| Task requirements |
1/ Retype the passage of the hospital funding article word for word, everything from "Mr Shields said" down to "Protective Equipment purchase.".
2/ Please continue the article on cost cuts at the King Edward VII Memorial Hospital from the point where it stops.

Cost-cutting drive to keep hospital in operation
Health administrators are being forced to drive down costs at the King Edward VII Memorial Hospital in a bid to keep it up and running.
The Bermuda Hospitals Board 's top accountant warned that healthcare provision will not be "viable" unless further cash savings are made – a view shared by frontline staff who said the hospital's funding was "perilous", "atrocious" and "dire".
Bill Shields, the BHB’s chief financial officer, was speaking after it was revealed that the board suffered an unforeseen $38 million reduction in its income this year – more than ten per cent of its annual operating budget.
The loss was largely attributed to the impact of the Covid-19 pandemic.
Mr Shields said in a written statement: "BHB has experienced a reduction in actual and forecast revenue from Government of $22 million, and from overseas residents of $10 million, due to the economic impact of the Covid-19 pandemic and additional expense of $6 million arising from unplanned Personal Protective Equipment purchase.
"This means all expenses must be scrutinised and reduced for the organisation to remain viable."
The $10 million loss from “overseas residents” was a reference to tourists who needed healthcare while on holiday on the island.
The Covid-19 pandemic shut down Bermuda’s tourism industry this year and cut off a lucrative source of revenue for the BHB.
Funding for the island's only hospital underwent a major overhaul last year in what Government claimed would be "a more efficient way to fund BHB".
The Government said early last year: "Through collaboration and a review of current hospital expenses, it was determined that there was a feasible pathway to a revenue target of $330 million with incorporation of a more aggressive plan, including implementation of an efficiency improvement programme within BHB.
"The solution to streamline BHB’s funding and the revenue target were discussed in detail with BHB prior to a decision being finalised by the Government.
“BHB is the most affected party in this change so their input and engagement is pivotal.
The Government added: “A revenue target of $330 million was agreed on the basis that it will cover the cost of operating the hospitals safely in this fiscal year – 2019/20 – to deliver the necessary healthcare to insured and subsidised populations and that it is an interim solution to enable forward planning towards a more comprehensive and sustainable funding mechanism."
Non-unionised hospital staff were the latest casualty of cost-cutting measures.
More than 100 BHB employees were asked at a recent meeting to take a five per cent pay cut, with payments to pensions and social insurance reduced.

| Dataset entries |
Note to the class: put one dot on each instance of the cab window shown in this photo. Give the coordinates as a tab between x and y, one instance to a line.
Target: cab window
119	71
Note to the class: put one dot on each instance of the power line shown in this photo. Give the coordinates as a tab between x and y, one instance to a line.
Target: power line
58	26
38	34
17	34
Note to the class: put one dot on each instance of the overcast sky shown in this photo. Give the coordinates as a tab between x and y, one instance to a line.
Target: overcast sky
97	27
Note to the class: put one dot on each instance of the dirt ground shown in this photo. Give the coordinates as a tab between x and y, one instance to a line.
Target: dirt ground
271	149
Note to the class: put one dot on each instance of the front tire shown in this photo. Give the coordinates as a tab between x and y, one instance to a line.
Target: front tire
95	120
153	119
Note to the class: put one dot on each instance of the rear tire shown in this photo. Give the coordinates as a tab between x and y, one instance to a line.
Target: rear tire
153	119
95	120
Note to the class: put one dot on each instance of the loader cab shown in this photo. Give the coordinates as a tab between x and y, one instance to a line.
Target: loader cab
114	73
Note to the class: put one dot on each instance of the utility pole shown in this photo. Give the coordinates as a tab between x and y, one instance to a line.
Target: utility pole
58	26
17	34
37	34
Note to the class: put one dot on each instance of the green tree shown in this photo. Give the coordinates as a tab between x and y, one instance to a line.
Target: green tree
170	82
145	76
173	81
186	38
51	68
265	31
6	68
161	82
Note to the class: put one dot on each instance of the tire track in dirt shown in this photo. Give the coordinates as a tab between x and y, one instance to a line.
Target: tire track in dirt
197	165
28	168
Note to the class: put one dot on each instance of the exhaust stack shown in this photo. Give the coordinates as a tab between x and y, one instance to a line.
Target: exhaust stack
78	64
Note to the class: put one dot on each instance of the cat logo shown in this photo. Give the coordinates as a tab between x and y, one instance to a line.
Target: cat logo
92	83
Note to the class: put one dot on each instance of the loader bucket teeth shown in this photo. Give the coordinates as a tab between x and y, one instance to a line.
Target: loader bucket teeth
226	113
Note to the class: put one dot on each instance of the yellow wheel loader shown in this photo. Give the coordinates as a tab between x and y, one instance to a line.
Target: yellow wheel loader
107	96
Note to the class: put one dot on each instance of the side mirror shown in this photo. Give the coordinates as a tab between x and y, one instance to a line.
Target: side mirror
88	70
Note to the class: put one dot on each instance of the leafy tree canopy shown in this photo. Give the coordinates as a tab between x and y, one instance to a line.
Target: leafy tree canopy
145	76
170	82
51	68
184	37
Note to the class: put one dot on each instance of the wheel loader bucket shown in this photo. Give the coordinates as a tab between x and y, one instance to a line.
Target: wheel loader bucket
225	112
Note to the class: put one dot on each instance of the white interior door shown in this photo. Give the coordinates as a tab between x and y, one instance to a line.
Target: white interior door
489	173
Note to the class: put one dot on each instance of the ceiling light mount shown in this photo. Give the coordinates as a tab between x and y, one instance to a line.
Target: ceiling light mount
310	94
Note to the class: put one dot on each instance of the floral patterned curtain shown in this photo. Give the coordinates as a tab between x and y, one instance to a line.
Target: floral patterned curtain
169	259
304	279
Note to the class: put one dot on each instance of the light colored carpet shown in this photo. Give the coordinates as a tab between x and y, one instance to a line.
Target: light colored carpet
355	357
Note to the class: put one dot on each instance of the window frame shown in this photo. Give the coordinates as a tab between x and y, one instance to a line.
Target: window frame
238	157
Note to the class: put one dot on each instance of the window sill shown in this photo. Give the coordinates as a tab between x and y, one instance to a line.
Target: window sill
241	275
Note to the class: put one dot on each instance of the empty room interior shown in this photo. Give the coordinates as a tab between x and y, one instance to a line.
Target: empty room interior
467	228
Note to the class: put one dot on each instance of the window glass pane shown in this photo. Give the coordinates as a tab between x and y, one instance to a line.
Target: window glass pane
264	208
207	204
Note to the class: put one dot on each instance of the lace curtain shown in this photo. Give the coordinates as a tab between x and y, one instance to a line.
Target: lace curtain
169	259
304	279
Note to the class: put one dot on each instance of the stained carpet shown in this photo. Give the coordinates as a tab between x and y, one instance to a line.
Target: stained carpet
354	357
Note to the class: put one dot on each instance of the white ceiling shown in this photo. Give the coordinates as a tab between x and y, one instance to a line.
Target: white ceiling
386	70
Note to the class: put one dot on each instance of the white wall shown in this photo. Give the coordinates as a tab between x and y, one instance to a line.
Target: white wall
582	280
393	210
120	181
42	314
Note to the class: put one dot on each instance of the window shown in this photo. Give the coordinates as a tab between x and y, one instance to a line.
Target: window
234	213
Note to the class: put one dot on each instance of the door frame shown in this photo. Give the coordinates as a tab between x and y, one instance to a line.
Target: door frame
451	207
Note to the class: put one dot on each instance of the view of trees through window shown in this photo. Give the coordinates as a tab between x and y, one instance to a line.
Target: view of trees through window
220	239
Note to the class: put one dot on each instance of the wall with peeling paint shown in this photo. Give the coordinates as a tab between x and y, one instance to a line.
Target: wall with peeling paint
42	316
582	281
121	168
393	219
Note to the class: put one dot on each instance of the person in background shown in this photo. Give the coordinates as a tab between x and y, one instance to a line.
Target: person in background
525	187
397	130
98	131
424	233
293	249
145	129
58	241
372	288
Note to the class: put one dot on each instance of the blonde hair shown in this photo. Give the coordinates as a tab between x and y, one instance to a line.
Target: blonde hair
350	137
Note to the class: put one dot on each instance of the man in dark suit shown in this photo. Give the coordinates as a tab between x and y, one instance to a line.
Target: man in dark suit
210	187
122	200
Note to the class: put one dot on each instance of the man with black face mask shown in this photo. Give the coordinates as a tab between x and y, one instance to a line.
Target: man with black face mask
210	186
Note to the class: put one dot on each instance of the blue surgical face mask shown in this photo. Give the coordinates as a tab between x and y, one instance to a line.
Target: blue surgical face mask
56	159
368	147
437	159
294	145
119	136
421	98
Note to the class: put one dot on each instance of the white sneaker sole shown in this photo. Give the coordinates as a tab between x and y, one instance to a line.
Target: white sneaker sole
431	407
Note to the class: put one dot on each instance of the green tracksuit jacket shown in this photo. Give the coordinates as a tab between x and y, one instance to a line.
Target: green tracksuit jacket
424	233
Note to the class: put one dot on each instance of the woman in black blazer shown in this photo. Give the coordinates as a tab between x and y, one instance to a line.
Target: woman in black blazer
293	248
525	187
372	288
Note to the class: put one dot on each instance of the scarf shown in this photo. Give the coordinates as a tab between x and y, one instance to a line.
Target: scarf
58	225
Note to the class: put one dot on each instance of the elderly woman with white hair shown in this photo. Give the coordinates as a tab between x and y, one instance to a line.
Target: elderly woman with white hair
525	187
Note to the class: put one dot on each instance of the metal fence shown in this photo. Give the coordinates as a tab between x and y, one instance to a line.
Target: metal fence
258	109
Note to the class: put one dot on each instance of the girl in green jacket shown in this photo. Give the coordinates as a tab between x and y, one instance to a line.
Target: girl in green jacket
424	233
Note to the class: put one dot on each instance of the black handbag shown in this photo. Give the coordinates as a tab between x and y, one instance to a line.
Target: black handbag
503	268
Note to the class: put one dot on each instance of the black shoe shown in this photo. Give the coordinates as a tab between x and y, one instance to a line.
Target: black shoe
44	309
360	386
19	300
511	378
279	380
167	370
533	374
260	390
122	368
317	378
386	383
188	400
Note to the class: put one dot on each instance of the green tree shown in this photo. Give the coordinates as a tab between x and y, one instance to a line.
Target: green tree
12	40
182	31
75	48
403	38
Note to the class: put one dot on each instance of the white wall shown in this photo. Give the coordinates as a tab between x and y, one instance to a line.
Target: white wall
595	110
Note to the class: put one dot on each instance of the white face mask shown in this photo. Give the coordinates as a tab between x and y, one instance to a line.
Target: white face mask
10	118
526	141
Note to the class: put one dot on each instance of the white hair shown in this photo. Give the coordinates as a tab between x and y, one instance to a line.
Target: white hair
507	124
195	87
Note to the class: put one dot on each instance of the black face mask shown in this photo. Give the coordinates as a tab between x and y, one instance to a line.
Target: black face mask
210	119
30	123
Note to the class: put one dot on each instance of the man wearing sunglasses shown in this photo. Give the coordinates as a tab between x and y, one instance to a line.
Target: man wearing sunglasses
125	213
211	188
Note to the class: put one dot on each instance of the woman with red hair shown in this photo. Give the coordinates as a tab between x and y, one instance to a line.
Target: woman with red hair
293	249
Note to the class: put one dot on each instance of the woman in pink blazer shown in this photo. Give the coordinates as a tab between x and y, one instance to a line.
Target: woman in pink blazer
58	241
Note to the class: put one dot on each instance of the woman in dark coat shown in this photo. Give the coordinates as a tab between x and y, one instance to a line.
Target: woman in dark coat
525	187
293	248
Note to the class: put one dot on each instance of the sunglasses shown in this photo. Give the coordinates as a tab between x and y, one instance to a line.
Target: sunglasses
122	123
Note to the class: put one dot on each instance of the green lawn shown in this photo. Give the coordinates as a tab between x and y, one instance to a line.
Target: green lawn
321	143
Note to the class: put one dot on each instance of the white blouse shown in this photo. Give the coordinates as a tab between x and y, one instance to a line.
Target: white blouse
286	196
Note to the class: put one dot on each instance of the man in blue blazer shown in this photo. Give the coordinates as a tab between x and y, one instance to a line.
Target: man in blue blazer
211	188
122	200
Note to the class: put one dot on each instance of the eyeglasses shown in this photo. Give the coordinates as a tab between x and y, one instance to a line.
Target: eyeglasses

| Answer set |
1/
Mr Shields said in a written statement: "BHB has experienced a reduction in actual and forecast revenue from Government of $22 million, and from overseas residents of $10 million, due to the economic impact of the Covid-19 pandemic and additional expense of $6 million arising from unplanned Personal Protective Equipment purchase.

2/
One hospital medic told The Royal Gazette that, while hospital workers accepted that cuts had to be made, management had mishandled the situation – and were to blame in part for budget problems because of a failure to run the hospital efficiently.
The source questioned why senior staff – including top administrators – had not taken a bigger percentage pay cut so that lower paid staff could maintain their regular wage.
The insider scoffed at Government suggestions that the new format of "streamlined" funding had made the BHB more cost-effective.
And the source also accused BHB officials of using strong-arm tactics to push through the wage reduction.
The insider said that expatriate workers were told that, if they rejected the pay cut, future work permit applications "would not be looked upon favourably".
But the source said the threat was withdrawn after a staff protest.
The insider said: "That's basic discrimination. But what's so insulting is the fact that they've tried to dress up the pay cut as if it hasn't happened.
“They say it's only five per cent and then patronise us by saying that we won't actually see a reduction in our wage because we won't be paying a monthly pension contribution – so according to management, we're even.
"But of course we're not even – because all this time our pensions will be sitting in the dark doing absolutely nothing. In fact it's more like a ten per cent pay cut than five per cent.
"Everyone knows that Covid is having an affect on the economy and that we all have to make sacrifices. We also know that finances at the hospital are just atrocious, dire – it's not rocket science. But the board has gone about this in totally the wrong way."
A second healthcare provider who spoke to The Royal Gazette also accused the board of incompetence.
The healthcare worker said: “It’s very much a case of the care providers doing all the heavy lifting while the executives take home the hefty paycheques.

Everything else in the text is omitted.